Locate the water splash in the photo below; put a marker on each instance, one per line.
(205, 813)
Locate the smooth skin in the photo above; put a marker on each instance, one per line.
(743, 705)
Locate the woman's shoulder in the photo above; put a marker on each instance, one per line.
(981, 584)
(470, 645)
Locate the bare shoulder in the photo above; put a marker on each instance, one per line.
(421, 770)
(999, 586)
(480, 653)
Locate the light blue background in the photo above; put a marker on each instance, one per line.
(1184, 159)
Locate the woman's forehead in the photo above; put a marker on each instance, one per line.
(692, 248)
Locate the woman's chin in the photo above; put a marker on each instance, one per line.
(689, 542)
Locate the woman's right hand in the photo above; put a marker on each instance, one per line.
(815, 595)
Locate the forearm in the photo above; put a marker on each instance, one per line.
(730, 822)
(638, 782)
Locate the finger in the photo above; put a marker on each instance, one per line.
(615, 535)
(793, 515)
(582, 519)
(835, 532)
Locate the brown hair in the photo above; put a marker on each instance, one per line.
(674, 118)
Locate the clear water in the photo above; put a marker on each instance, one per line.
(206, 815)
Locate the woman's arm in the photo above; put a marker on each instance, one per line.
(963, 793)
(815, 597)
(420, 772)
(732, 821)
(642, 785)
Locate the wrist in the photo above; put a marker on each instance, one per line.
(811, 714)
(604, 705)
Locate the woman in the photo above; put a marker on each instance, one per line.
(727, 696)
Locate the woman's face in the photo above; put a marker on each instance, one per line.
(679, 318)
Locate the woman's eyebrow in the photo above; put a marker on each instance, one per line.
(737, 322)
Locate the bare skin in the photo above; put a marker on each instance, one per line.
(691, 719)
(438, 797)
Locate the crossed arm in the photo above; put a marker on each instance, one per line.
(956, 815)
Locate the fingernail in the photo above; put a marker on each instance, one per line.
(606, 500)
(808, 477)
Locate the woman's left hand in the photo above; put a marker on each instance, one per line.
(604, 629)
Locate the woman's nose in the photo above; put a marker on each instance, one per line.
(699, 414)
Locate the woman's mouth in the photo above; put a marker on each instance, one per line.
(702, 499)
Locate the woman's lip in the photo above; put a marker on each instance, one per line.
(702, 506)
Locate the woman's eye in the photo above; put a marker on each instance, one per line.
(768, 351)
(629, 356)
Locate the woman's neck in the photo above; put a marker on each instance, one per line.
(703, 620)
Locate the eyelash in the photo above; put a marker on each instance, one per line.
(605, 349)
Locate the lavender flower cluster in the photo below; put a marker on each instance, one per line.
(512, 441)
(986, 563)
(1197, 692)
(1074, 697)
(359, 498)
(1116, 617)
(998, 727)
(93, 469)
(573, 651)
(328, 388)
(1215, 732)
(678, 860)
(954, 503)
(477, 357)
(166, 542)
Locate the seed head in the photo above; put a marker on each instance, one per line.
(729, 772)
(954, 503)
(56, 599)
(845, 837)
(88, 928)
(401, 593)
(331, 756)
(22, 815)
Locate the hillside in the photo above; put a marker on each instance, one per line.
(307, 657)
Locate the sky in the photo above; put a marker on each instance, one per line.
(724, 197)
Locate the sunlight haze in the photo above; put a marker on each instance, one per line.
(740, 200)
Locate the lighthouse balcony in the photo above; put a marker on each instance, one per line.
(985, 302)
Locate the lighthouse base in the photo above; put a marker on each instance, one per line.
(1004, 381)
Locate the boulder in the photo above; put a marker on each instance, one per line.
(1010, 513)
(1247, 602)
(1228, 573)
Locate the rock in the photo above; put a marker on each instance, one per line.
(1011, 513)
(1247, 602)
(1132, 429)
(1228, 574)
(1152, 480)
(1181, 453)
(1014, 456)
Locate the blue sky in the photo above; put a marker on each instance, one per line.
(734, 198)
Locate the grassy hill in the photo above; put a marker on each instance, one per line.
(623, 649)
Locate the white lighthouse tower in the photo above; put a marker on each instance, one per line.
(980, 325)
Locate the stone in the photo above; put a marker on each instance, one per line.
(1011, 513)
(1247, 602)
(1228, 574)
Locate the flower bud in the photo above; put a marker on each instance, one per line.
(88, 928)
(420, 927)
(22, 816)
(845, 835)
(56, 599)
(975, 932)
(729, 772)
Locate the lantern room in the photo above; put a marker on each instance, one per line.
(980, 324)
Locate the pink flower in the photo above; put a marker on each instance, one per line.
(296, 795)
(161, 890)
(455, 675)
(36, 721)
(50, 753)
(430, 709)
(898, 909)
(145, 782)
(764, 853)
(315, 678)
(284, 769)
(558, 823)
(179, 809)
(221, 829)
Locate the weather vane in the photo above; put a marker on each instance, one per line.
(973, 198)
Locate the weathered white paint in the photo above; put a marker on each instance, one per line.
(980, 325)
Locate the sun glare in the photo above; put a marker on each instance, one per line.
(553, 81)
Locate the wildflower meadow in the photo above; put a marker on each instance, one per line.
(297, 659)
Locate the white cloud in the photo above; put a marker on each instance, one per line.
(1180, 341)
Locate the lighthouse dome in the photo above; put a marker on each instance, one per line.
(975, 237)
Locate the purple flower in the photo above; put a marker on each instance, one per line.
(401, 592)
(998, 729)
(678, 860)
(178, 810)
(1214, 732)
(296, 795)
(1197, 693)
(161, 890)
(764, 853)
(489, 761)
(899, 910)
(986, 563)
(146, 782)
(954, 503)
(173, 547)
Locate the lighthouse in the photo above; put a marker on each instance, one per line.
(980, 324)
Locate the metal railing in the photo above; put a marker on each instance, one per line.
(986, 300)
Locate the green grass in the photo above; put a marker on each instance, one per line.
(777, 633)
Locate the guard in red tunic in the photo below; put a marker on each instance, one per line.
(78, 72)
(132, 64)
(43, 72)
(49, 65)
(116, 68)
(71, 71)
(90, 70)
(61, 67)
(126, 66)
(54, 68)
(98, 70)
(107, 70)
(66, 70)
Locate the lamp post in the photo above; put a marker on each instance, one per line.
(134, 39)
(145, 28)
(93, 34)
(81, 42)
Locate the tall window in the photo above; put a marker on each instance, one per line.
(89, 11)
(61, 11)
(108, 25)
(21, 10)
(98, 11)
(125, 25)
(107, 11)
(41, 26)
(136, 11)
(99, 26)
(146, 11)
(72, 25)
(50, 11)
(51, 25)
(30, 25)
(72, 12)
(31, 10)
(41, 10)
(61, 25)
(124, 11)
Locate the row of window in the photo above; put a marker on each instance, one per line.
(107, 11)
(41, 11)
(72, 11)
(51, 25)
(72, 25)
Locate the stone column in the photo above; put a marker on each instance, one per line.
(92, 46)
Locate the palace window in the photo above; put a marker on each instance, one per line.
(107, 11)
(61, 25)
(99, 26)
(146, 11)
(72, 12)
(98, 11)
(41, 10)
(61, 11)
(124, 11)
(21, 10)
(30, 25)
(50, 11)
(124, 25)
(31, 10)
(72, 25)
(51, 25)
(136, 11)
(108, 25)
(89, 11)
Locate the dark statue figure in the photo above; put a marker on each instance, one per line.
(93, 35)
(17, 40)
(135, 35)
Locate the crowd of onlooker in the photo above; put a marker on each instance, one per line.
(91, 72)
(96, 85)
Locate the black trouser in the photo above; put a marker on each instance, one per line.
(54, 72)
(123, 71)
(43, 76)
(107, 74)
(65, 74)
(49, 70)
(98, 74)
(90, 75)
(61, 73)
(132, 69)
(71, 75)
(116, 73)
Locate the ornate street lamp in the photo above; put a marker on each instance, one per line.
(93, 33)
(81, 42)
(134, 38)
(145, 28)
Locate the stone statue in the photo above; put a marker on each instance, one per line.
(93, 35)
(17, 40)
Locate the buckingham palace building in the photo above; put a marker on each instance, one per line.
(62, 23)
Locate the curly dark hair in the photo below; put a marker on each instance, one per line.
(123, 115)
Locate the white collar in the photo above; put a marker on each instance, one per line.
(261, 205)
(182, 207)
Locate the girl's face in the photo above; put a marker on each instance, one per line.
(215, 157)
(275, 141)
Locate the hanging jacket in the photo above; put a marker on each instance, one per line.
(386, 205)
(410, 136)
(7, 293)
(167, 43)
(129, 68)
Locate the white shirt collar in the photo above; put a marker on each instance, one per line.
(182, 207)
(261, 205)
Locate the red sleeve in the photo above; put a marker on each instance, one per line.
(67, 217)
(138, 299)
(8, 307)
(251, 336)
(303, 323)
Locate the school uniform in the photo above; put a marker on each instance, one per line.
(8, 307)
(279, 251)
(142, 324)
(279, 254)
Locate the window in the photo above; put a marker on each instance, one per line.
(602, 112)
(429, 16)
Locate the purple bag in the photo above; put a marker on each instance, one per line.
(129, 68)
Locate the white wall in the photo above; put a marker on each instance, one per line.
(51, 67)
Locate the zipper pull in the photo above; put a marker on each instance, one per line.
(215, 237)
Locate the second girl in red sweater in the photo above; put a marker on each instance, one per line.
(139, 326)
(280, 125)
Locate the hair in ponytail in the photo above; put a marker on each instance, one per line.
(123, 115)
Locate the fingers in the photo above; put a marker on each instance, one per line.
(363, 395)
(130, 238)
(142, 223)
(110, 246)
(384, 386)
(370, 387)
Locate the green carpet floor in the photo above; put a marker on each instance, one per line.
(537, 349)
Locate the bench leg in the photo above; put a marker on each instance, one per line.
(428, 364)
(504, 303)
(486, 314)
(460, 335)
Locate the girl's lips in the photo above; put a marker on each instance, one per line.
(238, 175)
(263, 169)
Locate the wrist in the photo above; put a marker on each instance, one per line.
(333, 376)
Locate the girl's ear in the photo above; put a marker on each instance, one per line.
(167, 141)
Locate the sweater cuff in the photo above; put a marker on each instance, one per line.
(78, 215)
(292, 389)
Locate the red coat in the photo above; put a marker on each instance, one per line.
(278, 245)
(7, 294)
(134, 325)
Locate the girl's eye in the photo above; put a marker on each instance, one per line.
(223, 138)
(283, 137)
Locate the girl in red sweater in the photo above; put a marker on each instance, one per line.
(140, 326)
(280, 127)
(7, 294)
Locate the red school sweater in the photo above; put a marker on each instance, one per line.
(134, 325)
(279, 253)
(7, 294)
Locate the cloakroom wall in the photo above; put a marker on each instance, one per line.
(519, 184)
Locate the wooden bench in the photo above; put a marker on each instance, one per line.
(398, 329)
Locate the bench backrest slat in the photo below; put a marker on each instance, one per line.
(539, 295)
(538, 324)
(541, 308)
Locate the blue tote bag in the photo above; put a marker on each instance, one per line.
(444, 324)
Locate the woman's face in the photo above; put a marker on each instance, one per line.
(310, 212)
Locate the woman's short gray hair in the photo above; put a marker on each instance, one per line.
# # # # # # #
Exercise:
The output consists solely of the lines from the line that contains "Locate the bench backrest" through the final line of the data.

Result of this task:
Locate the bench backrest slat in the photo below; put a marker on each instance, one per line.
(539, 295)
(538, 324)
(541, 308)
Locate the blue tote bag in the photo above; put a marker on each instance, one per line.
(444, 324)
Locate the woman's face in the photo above; put a marker on each instance, one per line.
(310, 212)
Locate the woman's short gray hair in the photo above; put a marker on each instance, one per line.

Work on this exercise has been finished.